» EXERCÍCIOS:
1. Reproduza fielmente a parte do trecho sobre Nelson Rodrigues situada entre "Nelson e a nudez" e "de sua obra.", inclusive.
2. Segundo o trecho sobre Nelson Rodrigues, em que ano estreou Toda nudez será castigada?

===== TRECHO FORNECIDO =====

Nelson e a nudez
Edélcio Mostaço
Toda nudez será castigada estreou em 1965, ápice de um ciclo de grandes criações na obra dramática de Nelson Rodrigues. Examinemos aqui algumas de suas características, passando antes por considerações sobre o discurso de Nelson, à luz de quatro dos seus mais notórios e singulares procedimentos que, em meu livro Nelson Rodrigues, a transgressão, designei como matrizes de sua obra.
O dialogismo dostoievskiano
O dialogismo surge quando várias vozes são invocadas, simultâneas ou alternadas, para a constituição de um discurso, o que lhe confere a tessitura de um diálogo, uma alternância de argumentos para as afirmações ou negações que este coloca à consciência; opondo-se ao monologismo, quando o fluxo de consciência se mostra sólido, uma única voz originando a verdade daquele instante de consciência. Dostoiévski foi apontado por Bakhtin como o grande mestre na articulação desse tipo de discurso.
Tendo sido Nelson um leitor contumaz de Dostoiévski, não é estranhável que tenha ali bebido algumas das matrizes narrrativas que o ajudaram a consubstanciar sua obra. Esse traço também está presente em Toda nudez.
A crítica dostoievskiana costuma referir-se à "Nova psicologia" inerente às suas criaturas, marcadas pela ambivalência que as trespassa. Amor/ódio, orgulho/humilhação, realce/rebaixamento, certeza/dúvida são algumas dessas antinomias, acolhidas por Nelson e cintilando em quase todos os seus personagens centrais. Em Toda nudez encontramos diversos ecos dessa configuração:
GENI - Se há uma coisa que eu tenho bonito é o busto! [...] Malditos também os meus seios!
HERCULANO - Todos os meus amigos sabem que eu tenho horror, horror de prostituta! [...] (Para Geni) Meu bem, nós acabamos de fazer uma lua de mel de três dias.

===== TRECHOS DOS DADOS =====

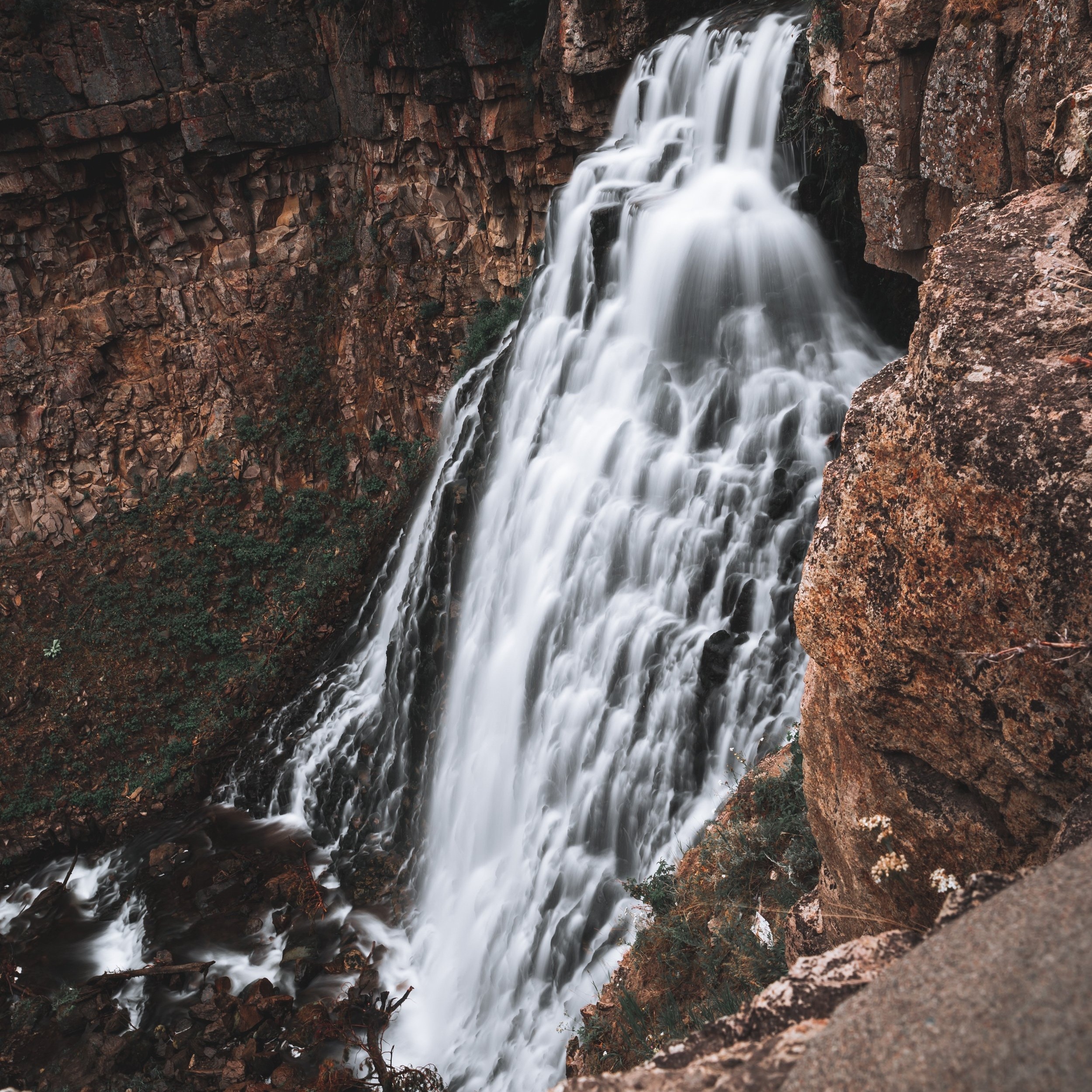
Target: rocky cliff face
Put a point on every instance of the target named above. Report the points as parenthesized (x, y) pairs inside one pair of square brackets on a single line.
[(956, 522), (957, 103), (186, 188), (242, 244)]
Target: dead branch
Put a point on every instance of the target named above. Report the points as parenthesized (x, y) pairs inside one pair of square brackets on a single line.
[(318, 905), (1068, 650), (156, 969)]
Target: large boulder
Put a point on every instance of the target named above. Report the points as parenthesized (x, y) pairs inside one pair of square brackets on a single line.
[(956, 523), (1001, 999)]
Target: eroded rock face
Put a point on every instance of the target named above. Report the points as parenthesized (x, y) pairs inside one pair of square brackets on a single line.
[(185, 190), (958, 521), (957, 102), (758, 1047)]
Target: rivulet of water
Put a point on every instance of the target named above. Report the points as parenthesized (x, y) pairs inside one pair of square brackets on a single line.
[(533, 709), (682, 362)]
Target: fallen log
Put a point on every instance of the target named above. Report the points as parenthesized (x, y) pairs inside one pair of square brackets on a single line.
[(111, 978)]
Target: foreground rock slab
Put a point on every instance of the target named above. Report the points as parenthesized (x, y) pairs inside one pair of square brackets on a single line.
[(1001, 999), (957, 521)]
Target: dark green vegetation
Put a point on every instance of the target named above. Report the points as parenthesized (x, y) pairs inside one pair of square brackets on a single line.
[(827, 22), (699, 957), (491, 320), (143, 649)]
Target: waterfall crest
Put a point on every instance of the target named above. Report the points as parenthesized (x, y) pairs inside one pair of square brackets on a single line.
[(649, 451)]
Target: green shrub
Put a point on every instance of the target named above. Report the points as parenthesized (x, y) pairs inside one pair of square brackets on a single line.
[(492, 319)]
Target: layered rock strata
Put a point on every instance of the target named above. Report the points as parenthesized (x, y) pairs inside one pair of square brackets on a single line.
[(185, 189), (957, 103)]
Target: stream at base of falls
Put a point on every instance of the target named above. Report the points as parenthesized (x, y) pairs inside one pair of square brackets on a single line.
[(586, 626)]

=====

» RESULTADOS:
1.
Nelson e a nudez
Edélcio Mostaço
Toda nudez será castigada estreou em 1965, ápice de um ciclo de grandes criações na obra dramática de Nelson Rodrigues. Examinemos aqui algumas de suas características, passando antes por considerações sobre o discurso de Nelson, à luz de quatro dos seus mais notórios e singulares procedimentos que, em meu livro Nelson Rodrigues, a transgressão, designei como matrizes de sua obra.

2. Em 1965.